- Prompt:
Rewrite every line of the data below as a JSON array of strings, one string per line, with blank lines omitted.

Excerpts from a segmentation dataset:
_____

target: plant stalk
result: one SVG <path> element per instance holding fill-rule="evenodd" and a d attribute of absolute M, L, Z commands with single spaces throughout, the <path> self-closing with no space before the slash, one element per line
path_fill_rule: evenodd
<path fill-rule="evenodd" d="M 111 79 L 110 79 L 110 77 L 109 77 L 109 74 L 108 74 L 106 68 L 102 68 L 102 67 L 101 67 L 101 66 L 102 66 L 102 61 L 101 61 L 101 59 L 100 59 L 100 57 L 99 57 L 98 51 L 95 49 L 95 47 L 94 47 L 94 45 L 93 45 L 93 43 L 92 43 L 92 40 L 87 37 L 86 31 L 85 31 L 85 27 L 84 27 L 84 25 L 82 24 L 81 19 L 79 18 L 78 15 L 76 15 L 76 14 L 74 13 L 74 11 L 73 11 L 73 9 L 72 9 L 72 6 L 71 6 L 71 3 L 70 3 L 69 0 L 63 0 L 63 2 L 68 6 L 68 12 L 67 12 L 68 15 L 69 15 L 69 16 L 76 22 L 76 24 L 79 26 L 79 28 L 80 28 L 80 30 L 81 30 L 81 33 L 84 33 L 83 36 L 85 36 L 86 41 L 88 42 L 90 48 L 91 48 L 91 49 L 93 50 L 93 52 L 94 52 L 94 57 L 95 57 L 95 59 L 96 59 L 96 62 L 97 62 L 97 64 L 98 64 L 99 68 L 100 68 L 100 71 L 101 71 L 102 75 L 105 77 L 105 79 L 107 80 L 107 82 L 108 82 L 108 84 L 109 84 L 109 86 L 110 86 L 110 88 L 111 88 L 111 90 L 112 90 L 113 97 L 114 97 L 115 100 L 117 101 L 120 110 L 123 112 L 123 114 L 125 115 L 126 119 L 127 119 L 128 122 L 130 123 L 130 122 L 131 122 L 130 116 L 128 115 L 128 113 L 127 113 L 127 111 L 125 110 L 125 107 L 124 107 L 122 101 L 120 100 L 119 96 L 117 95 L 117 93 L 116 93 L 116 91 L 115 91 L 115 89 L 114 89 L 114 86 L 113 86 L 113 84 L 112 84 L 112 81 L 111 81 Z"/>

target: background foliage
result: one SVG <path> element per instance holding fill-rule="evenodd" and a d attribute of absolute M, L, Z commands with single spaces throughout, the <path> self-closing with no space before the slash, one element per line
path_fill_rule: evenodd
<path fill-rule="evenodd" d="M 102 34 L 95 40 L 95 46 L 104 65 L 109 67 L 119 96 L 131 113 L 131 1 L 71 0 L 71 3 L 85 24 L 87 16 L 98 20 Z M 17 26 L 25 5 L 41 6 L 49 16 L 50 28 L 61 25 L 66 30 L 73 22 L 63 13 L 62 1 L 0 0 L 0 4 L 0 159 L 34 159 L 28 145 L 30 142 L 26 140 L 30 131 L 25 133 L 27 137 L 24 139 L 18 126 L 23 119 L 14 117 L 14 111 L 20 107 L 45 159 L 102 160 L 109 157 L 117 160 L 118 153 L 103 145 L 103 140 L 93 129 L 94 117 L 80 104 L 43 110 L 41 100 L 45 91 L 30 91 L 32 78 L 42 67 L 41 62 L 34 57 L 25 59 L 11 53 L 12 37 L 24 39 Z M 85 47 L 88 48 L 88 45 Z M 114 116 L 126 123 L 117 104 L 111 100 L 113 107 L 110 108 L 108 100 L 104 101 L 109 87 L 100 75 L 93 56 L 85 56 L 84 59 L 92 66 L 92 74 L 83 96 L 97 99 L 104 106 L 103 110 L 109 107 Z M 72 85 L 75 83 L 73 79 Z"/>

_____

- Response:
[
  "target: plant stalk",
  "result: one SVG <path> element per instance holding fill-rule=\"evenodd\" and a d attribute of absolute M, L, Z commands with single spaces throughout, the <path> self-closing with no space before the slash, one element per line",
  "path_fill_rule: evenodd",
  "<path fill-rule=\"evenodd\" d=\"M 111 79 L 110 79 L 110 77 L 109 77 L 109 74 L 108 74 L 106 68 L 102 68 L 102 67 L 101 67 L 101 66 L 102 66 L 102 61 L 101 61 L 101 59 L 100 59 L 100 57 L 99 57 L 98 51 L 95 49 L 95 47 L 94 47 L 94 45 L 93 45 L 93 43 L 92 43 L 92 40 L 87 37 L 86 31 L 85 31 L 85 27 L 84 27 L 84 25 L 82 24 L 81 19 L 79 18 L 78 15 L 76 15 L 76 14 L 74 13 L 74 11 L 73 11 L 73 9 L 72 9 L 72 6 L 71 6 L 71 3 L 70 3 L 69 0 L 63 0 L 63 2 L 68 6 L 68 12 L 67 12 L 68 15 L 69 15 L 69 16 L 76 22 L 76 24 L 79 26 L 79 28 L 80 28 L 80 30 L 81 30 L 81 33 L 84 33 L 83 36 L 85 36 L 86 41 L 88 42 L 90 48 L 91 48 L 91 49 L 93 50 L 93 52 L 94 52 L 94 57 L 95 57 L 95 59 L 96 59 L 96 62 L 97 62 L 97 64 L 98 64 L 99 68 L 100 68 L 100 71 L 101 71 L 102 75 L 105 77 L 105 79 L 107 80 L 107 82 L 108 82 L 108 84 L 109 84 L 109 86 L 110 86 L 110 88 L 111 88 L 111 90 L 112 90 L 113 97 L 114 97 L 115 100 L 117 101 L 120 110 L 123 112 L 123 114 L 125 115 L 126 119 L 127 119 L 128 122 L 130 123 L 130 122 L 131 122 L 130 116 L 128 115 L 128 113 L 127 113 L 127 111 L 125 110 L 125 107 L 124 107 L 122 101 L 120 100 L 119 96 L 117 95 L 117 93 L 116 93 L 116 91 L 115 91 L 115 89 L 114 89 L 114 86 L 113 86 L 113 84 L 112 84 L 112 81 L 111 81 Z\"/>",
  "target: background foliage",
  "result: one SVG <path> element per instance holding fill-rule=\"evenodd\" and a d attribute of absolute M, L, Z commands with single spaces throughout, the <path> self-closing with no space before the slash, one element per line",
  "path_fill_rule: evenodd",
  "<path fill-rule=\"evenodd\" d=\"M 102 34 L 95 40 L 95 46 L 104 65 L 109 67 L 119 96 L 131 113 L 131 1 L 71 0 L 71 3 L 85 24 L 87 16 L 98 20 Z M 17 26 L 25 5 L 41 6 L 49 16 L 50 28 L 61 25 L 66 30 L 73 22 L 63 13 L 62 1 L 0 0 L 0 4 L 0 159 L 34 159 L 28 145 L 30 142 L 26 140 L 30 131 L 25 133 L 27 137 L 24 139 L 18 126 L 23 119 L 14 117 L 14 111 L 20 107 L 45 159 L 102 160 L 109 157 L 117 160 L 118 153 L 103 145 L 103 140 L 93 129 L 94 117 L 80 104 L 43 110 L 41 100 L 45 91 L 30 91 L 32 78 L 42 67 L 41 62 L 34 57 L 25 59 L 11 53 L 12 37 L 24 39 Z M 85 47 L 88 48 L 88 45 Z M 114 116 L 126 123 L 117 104 L 111 100 L 113 107 L 110 108 L 108 100 L 104 101 L 109 87 L 100 75 L 93 56 L 85 56 L 84 59 L 92 66 L 92 74 L 83 96 L 97 99 L 104 106 L 103 110 L 109 107 Z M 72 85 L 75 83 L 73 79 Z\"/>"
]